**** Input data

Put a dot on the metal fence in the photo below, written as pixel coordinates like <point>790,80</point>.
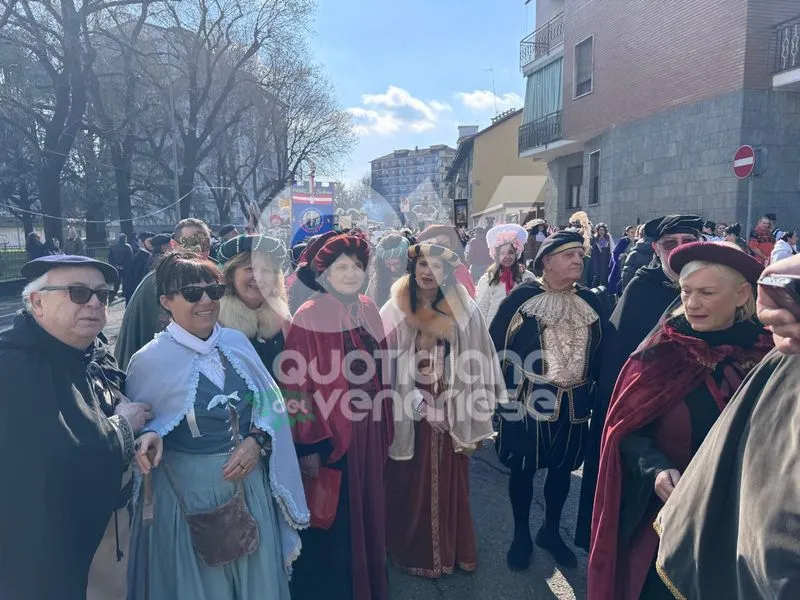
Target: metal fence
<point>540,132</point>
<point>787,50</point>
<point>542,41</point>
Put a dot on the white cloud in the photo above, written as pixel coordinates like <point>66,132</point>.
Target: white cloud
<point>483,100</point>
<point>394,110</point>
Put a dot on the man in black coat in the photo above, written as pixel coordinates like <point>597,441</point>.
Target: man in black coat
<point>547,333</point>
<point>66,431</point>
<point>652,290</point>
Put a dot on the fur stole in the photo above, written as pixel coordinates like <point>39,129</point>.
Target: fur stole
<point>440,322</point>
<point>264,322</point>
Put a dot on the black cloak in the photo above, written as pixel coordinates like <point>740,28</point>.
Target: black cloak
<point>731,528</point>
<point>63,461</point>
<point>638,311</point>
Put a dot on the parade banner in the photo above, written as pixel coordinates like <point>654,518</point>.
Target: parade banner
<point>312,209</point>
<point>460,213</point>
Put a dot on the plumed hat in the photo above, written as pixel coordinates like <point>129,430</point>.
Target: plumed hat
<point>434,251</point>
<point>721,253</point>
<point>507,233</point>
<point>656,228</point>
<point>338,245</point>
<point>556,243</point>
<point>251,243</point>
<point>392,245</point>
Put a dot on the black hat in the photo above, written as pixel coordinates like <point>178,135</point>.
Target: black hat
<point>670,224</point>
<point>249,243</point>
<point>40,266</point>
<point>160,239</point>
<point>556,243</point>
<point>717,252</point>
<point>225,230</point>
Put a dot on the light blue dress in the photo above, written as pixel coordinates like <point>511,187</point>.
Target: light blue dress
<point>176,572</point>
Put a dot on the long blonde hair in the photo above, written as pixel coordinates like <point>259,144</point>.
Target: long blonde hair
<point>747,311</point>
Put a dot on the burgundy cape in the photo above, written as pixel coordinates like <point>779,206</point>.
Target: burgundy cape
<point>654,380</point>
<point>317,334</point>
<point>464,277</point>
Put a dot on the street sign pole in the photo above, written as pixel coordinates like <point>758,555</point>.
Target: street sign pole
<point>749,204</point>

********
**** Input data

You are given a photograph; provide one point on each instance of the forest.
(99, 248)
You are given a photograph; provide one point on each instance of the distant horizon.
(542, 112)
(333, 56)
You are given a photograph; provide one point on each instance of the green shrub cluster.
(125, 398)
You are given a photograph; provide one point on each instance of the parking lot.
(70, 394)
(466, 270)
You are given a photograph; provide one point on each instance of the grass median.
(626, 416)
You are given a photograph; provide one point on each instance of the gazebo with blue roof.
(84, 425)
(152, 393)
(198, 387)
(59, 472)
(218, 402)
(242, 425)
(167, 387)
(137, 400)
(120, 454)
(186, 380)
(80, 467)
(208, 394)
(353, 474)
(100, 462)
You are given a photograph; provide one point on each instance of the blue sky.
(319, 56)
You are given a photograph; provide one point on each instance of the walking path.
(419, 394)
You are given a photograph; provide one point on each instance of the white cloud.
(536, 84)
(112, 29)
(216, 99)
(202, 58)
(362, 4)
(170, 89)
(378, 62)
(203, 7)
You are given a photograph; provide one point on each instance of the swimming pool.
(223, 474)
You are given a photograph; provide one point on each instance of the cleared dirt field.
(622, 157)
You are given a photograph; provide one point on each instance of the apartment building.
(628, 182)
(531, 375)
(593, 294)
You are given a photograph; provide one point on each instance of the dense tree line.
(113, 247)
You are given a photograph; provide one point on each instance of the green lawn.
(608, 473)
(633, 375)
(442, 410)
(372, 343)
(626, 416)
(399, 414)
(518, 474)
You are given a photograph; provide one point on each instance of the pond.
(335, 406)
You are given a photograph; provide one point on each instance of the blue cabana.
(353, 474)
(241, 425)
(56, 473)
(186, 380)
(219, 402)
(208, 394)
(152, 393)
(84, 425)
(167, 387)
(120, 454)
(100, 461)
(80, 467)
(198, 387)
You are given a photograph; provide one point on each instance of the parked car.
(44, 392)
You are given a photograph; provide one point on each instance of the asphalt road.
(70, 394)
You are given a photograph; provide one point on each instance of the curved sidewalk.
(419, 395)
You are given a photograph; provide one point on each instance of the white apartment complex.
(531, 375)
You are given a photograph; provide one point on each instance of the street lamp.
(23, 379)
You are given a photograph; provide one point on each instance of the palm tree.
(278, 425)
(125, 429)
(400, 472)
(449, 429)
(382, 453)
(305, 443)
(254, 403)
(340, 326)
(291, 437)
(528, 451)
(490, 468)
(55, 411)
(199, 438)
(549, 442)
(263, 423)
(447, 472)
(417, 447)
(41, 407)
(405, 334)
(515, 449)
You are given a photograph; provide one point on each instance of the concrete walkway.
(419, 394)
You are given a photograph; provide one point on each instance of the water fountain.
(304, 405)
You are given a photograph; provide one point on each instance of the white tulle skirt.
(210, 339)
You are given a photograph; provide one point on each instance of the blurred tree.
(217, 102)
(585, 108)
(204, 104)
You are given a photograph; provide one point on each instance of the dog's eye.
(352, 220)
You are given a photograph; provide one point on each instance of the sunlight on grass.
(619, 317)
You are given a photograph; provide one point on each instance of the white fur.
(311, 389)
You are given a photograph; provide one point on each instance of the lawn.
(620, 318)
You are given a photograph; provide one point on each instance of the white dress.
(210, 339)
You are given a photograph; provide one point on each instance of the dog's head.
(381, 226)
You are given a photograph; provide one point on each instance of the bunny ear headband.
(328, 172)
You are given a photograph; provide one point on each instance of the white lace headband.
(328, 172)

********
**** Input data

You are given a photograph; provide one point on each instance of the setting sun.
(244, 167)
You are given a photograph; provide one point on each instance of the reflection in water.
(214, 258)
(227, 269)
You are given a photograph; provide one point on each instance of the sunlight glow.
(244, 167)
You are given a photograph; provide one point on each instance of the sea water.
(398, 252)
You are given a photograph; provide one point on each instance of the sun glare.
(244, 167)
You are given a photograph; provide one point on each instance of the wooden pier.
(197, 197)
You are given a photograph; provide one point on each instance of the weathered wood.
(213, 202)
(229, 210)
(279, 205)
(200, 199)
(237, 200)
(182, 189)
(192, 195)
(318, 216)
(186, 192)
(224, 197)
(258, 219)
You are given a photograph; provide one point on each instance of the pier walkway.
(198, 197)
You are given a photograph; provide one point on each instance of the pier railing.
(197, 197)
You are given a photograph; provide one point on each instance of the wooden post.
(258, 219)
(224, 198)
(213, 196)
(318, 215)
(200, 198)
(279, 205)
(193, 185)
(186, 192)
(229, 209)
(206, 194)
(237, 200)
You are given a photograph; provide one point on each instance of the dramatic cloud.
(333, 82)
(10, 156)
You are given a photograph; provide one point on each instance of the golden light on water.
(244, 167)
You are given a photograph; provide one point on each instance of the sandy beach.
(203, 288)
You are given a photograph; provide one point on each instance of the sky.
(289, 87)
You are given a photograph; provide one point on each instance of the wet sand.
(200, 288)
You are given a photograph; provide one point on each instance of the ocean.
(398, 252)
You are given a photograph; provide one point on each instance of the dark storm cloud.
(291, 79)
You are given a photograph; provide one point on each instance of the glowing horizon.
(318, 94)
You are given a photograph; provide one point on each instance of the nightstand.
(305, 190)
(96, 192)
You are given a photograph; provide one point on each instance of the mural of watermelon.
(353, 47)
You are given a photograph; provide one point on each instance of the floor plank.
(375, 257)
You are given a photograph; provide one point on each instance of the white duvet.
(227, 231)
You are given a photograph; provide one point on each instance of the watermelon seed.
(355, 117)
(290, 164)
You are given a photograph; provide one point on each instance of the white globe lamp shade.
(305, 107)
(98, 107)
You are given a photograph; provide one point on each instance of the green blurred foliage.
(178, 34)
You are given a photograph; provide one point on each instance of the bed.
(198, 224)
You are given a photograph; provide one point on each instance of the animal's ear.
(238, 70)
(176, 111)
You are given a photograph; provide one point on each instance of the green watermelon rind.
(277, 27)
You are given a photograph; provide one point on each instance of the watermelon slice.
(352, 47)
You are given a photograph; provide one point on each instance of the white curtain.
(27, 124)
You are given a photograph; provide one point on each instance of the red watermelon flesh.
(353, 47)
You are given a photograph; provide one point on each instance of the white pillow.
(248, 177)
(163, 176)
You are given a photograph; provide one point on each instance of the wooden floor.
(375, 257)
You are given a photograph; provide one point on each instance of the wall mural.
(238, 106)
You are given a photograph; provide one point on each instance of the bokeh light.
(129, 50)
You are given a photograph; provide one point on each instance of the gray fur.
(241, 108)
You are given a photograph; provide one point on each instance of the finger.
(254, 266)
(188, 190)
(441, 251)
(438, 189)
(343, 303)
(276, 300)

********

» **Task description**: Among the entries above, take the line with "Put a dot on the metal", the line with "Put a dot on the light", and all the lines between them, and restate them word for word without pictures.

» **Result**:
Put a dot on the metal fence in the photo below, written as pixel coordinates like <point>790,80</point>.
Target: metal fence
<point>540,132</point>
<point>787,50</point>
<point>542,41</point>
Put a dot on the white cloud in the photo above, written as pixel coordinates like <point>66,132</point>.
Target: white cloud
<point>483,100</point>
<point>394,110</point>
Put a dot on the man in black coat in the photo above, written as pixel coordinates like <point>597,441</point>.
Target: man in black coat
<point>547,333</point>
<point>66,431</point>
<point>652,290</point>
Put a dot on the fur stole in the photo above, written as pixel coordinates like <point>39,129</point>.
Target: fur stole
<point>440,322</point>
<point>264,322</point>
Put a dot on the black cloak in the photo above, written as pixel coordinates like <point>740,28</point>.
Target: black cloak
<point>731,528</point>
<point>63,461</point>
<point>638,311</point>
Put a dot on the parade banner in the photo above, written as pixel coordinates like <point>654,518</point>.
Target: parade banner
<point>312,209</point>
<point>460,213</point>
Put a dot on the plumed hat in the photo above, written as pixel coordinates like <point>129,430</point>.
Target: plumed hat
<point>434,251</point>
<point>721,253</point>
<point>507,233</point>
<point>656,228</point>
<point>338,245</point>
<point>556,243</point>
<point>251,243</point>
<point>392,245</point>
Put a dot on the black hat in the photo above, written as pixel coordinates like <point>178,135</point>.
Target: black hat
<point>670,224</point>
<point>249,243</point>
<point>40,266</point>
<point>160,239</point>
<point>556,243</point>
<point>717,252</point>
<point>225,230</point>
Put a dot on the light blue dress in the photo above, written as pixel coordinates like <point>511,187</point>.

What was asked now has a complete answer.